Extracted data entries

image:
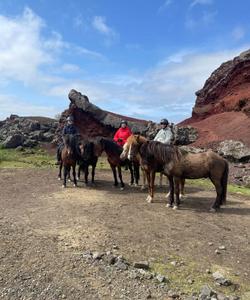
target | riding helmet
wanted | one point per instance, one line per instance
(124, 122)
(164, 121)
(70, 119)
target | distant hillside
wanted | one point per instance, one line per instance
(222, 107)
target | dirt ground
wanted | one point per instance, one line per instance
(45, 230)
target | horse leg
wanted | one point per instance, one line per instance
(131, 170)
(182, 184)
(114, 174)
(171, 191)
(151, 184)
(74, 174)
(60, 172)
(218, 186)
(143, 179)
(177, 192)
(93, 173)
(79, 172)
(136, 172)
(160, 180)
(65, 173)
(86, 173)
(120, 176)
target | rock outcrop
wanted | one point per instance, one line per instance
(222, 107)
(26, 131)
(92, 122)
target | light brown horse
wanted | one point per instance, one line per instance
(69, 157)
(177, 165)
(126, 153)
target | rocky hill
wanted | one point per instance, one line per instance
(222, 107)
(92, 121)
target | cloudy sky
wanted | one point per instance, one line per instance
(139, 58)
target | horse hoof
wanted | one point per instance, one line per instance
(182, 196)
(149, 199)
(213, 210)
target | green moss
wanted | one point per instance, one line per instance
(206, 183)
(28, 158)
(179, 277)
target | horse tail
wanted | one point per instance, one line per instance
(224, 183)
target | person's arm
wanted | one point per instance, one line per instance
(116, 136)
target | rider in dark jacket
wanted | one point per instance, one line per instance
(69, 128)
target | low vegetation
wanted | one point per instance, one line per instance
(39, 158)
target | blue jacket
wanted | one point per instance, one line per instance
(69, 129)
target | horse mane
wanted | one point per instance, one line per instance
(136, 139)
(70, 141)
(111, 146)
(163, 153)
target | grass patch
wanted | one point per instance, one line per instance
(206, 183)
(180, 275)
(28, 158)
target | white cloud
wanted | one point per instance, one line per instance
(238, 33)
(200, 2)
(99, 24)
(24, 51)
(164, 5)
(167, 90)
(10, 104)
(206, 19)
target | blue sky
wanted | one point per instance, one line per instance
(144, 59)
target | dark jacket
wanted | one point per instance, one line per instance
(69, 129)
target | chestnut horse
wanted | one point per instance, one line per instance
(178, 164)
(87, 158)
(69, 157)
(126, 153)
(113, 152)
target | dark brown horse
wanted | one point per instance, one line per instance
(87, 158)
(113, 152)
(178, 164)
(69, 157)
(131, 142)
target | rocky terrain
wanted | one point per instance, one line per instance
(18, 131)
(222, 107)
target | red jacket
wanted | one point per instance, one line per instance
(122, 135)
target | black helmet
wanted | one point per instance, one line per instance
(70, 119)
(164, 121)
(124, 122)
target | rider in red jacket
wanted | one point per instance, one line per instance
(122, 133)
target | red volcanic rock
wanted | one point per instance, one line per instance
(222, 107)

● **Directions**: Among the entries, find each line that includes the string "dark" and copy it.

● **Exercise answer**:
target | rider in dark jacket
target | dark jacket
target | dark brown horse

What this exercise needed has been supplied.